● Passage given
::::
2. Structural Equation Models(SEMs) Structural equation modeling (SEM) is a powerful, multivariate technique found increasingly in scientific investigations to test and evaluate multivariate causal relationships[4]. SEMs differ from other modeling approaches as they test the direct and indirect effects on pre-assumed causal relationships. SEM is a nearly 100-year-old statistical method that has progressed over three generations.
I implemented a structured causal inference methodology based on Pearl's framework, combining statistical analysis with domain expertise. The approach involved:
Performing exploratory data analysis and feature engineering
Inferring causal graphs from observational data and validating them
Constructing causal graphs based on algorithm recommendations
Implementing causal inference tasks to answer key business questions
Evaluating the Causal Model's prediction performance
The dataset Consists of
2-yearar (2022, 2021) data
almost all hours service (only 4 hours—[1,3,4,5])
drivers who had gotten no job but were provided with an offer.
By the end and beginning of the day (around 23:00 and 02:00 hours), service duration shows a significant increase, which suggests that the traffic is crowded at that time. This is supported by the dataset distribution in the hour column.
The hour distribution shows a normal distribution, with maximum values at 14:00 hours, which suggests that service users are high at that time, and also normal traffic allows the service provider to deliver the requests.
Service Duration shows an increase in the holidays.
Distance and duration are not correlated — high duration doesn’t mean the delivery is a long-distance delivery.
The driver proximity has a direct correlation with driver action (to be accepted or to be rejected), so it suggests that close drivers are selected for service upon the location of the newly emerged request.
Most of the service is given in a short amount of time and little distance, so the scatter plot is concentrated for lower values.
The causal inference is performed using the official guideline by CausalNex.
Step 1: Preparing the Causal Graph: The CausalNex package allows you to manually map the causal relationships between different features. So the first step is creating an empty structure model and populating it, whether by manually adding edges or by allowing the model to learn from the data and map the causal relations.
The first step is to import the empty structure model as follows.
from causalnex.structure import StructureModel
sm = StructureModel()
Approach 1: As shown below, we can insert relations manually, but for large feature sizes, this step can be tedious. So approach 2 is preferred.
::::
● Record excerpts

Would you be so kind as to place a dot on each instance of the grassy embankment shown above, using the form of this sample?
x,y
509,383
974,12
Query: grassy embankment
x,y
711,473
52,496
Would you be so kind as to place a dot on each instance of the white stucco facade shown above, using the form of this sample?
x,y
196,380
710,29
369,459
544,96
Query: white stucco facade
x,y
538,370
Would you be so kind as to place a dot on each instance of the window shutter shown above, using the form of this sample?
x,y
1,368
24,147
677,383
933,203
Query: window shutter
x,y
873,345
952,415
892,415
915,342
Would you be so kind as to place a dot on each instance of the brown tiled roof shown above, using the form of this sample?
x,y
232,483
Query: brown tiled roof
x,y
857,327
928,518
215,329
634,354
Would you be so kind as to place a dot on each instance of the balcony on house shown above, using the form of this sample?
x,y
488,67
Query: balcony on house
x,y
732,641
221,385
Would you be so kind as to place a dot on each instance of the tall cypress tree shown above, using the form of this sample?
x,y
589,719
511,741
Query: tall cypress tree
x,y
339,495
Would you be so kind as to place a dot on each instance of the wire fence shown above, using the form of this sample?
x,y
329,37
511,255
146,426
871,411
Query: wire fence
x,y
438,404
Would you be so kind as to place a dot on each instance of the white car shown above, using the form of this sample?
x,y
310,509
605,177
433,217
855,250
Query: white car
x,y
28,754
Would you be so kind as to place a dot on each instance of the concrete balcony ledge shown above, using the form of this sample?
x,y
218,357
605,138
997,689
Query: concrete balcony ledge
::::
● Challenge A
Check each statement against the causal inference write-up and answer yes or no, quoting the words of the text that decide it.
(i) SEM is a statistical method close to a century old.
(ii) In the dataset, longer service duration goes along with longer delivery distance.
(iii) The hour distribution reaches its highest values at 14:00 hours.
● Challenge B
According to the causal inference write-up, whose official guideline was followed to perform the causal inference?
● Challenge C
Carry on the causal inference write-up, beginning right after its last sentence.

● Task output A
(i) Yes: "SEM is a nearly 100-year-old statistical method that has progressed over three generations."
(ii) No: "Distance and duration are not correlated — high duration doesn’t mean the delivery is a long-distance delivery."
(iii) Yes: "The hour distribution shows a normal distribution, with maximum values at 14:00 hours"

● Task output B
The official guideline by CausalNex.

● Task output C
sm.add_edges_from([
('isWeekDay', 'speed'),
('driver_proximity', 'distance')
])
Approach 2: This approach uses a module from from_pandas, which is found in the causalnex library, to learn the structure model from the given data.
from causalnex.structure.notears import from_pandas
sm = from_pandas(df_causal_norm)
at first, this step will result all-to-all-relations as shown below
To solve this issue, we can use some thresholds and remove edges below that as follows.
sm.remove_edges_below_threshold(0.8)
,and we can see we have a more improved result. The graph shows some erroneous and logical connections. for example, the following causal relations are correct
distance -> duration
speed ->duration
driver_proximity -> isWeekDay
and the following are wrong causal relations
speed -> isWeekDay (speed doesn’t cause the day to be a weekday or weekend)
driver_proximity ->isWeekDay
So we can add useful edges and remove erroneous edges to have a good causal graph as shown below.
The causal model was implemented as a Bayesian network using the following steps:
Converting the dataset into discrete form using CausalNex's Discretizer
Creating meaningful categories for numeric features:
Distance (short, 1km, 5km, 10km, 20km, long)
Driver proximity (short, 1km, 5km, 10km, 20km, long)
Duration (1min, 1hr, 2hr, above-2hr)
Speed (slow, medium, fast)
Fitting the Bayesian Network's conditional probability distributions using the BayesianEstimator with K2 prior
Using the fitted model to predict the fulfillment status of requests
This approach enabled robust probabilistic modeling of the key factors influencing request fulfillment.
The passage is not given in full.